_Data lines_.
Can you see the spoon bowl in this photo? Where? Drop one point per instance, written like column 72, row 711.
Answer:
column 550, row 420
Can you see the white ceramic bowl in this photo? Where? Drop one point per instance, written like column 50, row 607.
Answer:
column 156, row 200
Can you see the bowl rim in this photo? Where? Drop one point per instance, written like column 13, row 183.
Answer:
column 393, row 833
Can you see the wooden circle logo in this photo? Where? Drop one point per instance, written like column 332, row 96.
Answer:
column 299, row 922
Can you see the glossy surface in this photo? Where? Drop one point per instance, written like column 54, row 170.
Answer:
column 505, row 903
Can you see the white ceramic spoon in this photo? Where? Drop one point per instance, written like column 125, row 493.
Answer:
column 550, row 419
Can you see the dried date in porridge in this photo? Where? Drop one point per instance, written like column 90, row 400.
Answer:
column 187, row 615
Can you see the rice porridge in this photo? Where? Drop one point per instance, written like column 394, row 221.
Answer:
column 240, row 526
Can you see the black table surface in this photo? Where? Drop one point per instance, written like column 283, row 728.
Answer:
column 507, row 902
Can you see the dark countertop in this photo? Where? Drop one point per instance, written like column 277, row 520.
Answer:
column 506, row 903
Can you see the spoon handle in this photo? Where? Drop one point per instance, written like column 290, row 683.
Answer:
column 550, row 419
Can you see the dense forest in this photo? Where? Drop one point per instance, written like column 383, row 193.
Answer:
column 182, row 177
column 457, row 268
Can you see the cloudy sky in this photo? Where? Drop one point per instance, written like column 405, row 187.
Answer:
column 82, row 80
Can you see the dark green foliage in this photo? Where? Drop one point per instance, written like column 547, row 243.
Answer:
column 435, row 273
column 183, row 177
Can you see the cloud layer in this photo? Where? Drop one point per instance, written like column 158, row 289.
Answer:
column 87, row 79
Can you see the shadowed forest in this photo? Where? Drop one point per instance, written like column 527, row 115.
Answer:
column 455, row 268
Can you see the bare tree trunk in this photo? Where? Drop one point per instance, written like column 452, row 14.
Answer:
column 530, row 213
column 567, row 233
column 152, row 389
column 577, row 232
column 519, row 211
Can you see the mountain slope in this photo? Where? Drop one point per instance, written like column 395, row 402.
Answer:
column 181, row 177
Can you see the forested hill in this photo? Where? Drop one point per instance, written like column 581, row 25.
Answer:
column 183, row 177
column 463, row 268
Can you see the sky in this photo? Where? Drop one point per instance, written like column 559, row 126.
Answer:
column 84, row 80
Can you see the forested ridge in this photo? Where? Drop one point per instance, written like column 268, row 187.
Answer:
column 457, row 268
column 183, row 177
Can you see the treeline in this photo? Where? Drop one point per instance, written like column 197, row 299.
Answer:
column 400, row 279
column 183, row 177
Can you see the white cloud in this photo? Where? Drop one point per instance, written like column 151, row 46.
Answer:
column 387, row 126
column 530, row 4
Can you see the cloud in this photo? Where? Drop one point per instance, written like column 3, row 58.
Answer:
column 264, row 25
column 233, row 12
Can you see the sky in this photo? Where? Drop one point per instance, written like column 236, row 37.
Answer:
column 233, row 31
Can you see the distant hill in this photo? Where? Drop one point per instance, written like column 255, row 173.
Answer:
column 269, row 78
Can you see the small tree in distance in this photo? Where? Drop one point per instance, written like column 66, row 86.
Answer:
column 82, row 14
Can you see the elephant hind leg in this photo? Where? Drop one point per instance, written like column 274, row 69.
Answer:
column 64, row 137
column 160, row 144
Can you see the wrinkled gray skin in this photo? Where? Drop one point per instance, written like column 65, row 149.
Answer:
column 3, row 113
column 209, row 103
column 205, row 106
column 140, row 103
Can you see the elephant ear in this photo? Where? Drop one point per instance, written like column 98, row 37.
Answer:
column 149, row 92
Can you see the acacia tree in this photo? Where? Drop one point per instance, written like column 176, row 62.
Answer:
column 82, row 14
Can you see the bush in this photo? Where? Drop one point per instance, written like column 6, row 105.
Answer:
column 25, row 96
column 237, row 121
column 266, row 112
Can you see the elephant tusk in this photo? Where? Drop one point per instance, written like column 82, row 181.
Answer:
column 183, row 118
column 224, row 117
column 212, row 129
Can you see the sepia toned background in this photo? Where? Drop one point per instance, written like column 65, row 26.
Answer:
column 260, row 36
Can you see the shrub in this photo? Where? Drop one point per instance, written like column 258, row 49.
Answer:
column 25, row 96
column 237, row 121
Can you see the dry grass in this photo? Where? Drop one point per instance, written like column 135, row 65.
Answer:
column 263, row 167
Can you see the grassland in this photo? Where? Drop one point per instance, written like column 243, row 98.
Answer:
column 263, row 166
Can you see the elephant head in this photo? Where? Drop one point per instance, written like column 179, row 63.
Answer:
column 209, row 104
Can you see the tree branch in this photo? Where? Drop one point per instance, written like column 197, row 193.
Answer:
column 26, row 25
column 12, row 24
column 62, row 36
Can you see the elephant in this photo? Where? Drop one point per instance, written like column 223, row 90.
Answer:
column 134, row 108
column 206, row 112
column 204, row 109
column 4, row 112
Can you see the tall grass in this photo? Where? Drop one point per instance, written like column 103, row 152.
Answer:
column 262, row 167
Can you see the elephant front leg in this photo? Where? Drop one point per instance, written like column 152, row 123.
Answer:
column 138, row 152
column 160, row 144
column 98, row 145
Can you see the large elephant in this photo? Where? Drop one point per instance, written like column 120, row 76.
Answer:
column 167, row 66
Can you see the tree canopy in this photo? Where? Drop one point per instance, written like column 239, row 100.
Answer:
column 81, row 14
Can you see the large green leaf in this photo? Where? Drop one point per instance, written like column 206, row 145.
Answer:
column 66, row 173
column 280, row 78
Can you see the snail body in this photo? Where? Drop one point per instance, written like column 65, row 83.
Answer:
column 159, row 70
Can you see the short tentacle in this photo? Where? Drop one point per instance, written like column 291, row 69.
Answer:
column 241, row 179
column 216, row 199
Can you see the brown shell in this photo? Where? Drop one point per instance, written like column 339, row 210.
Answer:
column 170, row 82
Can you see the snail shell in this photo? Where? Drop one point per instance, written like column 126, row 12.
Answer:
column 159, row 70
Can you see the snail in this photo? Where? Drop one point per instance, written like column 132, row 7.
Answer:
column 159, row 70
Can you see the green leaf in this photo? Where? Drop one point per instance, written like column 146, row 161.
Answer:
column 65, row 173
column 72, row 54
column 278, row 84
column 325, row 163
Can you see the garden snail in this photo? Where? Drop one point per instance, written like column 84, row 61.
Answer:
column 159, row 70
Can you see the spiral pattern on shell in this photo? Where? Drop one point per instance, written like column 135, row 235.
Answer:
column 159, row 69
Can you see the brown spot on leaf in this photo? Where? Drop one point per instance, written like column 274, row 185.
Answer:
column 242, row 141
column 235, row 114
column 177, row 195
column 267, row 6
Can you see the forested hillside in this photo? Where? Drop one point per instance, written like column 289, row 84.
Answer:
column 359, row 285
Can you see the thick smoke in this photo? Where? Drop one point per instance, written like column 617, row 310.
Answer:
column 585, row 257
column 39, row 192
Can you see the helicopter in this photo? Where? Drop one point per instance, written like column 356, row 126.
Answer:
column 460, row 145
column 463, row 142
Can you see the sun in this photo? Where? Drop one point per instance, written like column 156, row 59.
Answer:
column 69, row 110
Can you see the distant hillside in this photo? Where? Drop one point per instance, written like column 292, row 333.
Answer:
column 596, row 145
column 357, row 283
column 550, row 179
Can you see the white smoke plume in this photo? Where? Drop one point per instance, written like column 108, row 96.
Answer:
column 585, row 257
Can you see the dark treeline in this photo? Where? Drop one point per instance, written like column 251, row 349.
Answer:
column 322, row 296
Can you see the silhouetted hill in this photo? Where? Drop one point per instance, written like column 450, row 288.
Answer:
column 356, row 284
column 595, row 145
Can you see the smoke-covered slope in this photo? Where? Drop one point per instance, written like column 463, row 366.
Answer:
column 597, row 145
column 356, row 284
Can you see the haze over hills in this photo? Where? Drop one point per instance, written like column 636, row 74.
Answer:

_Work to complete_. Quote verbatim the part of the records that opens with the line containing "Can you see the white cloud" and closes with the line containing "column 149, row 92", both lines included.

_Output below_.
Can you see the white cloud in this photo? Where? Drop one point per instance, written like column 151, row 46.
Answer:
column 387, row 126
column 530, row 4
Can you see the cloud in this photo? Where? Drop one point per instance, written like column 3, row 58.
Answer:
column 264, row 25
column 233, row 12
Can you see the sky in this photo? Where? Drop one point per instance, written like column 236, row 37.
Answer:
column 233, row 31
Can you see the distant hill in this photo? Where? Drop one point per instance, written like column 255, row 173.
Answer:
column 269, row 78
Can you see the small tree in distance in this photo? Where? Drop one point per instance, written like column 66, row 86.
Answer:
column 82, row 14
Can you see the elephant hind leg in this photo? Where? Drop one point per instance, written like column 274, row 69.
Answer:
column 64, row 137
column 160, row 144
Can you see the wrinkled gray skin in this photo? Where? Drop one point per instance, written like column 65, row 149.
Answer:
column 3, row 113
column 209, row 103
column 205, row 106
column 140, row 103
Can you see the elephant ear in this photo? Where? Drop one point per instance, written like column 98, row 37.
Answer:
column 149, row 92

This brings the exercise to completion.